-- BEGIN INFORMATION SUPPLIED --

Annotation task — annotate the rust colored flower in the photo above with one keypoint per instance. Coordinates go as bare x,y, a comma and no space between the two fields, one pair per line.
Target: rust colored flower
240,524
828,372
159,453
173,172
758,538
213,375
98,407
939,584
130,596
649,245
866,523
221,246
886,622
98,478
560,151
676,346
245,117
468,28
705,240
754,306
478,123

-- END INFORMATION SUPPLIED --

REQUIREMENTS:
Write out the data above again, replacing every instance of "rust colored flower" with "orange flower" and leaving everything else unchanged.

RESULT OF THIS TASK:
Annotation task — annotate the orange flower in the photo above with one keypoint per instance. Coordinates go as bare x,y, a comma and no space between the two fields, one pair per line.
Target: orange flower
240,524
828,372
159,453
173,172
758,538
213,375
98,407
939,584
130,596
649,245
866,523
221,246
886,622
98,478
560,151
676,346
245,117
468,28
705,240
754,306
478,123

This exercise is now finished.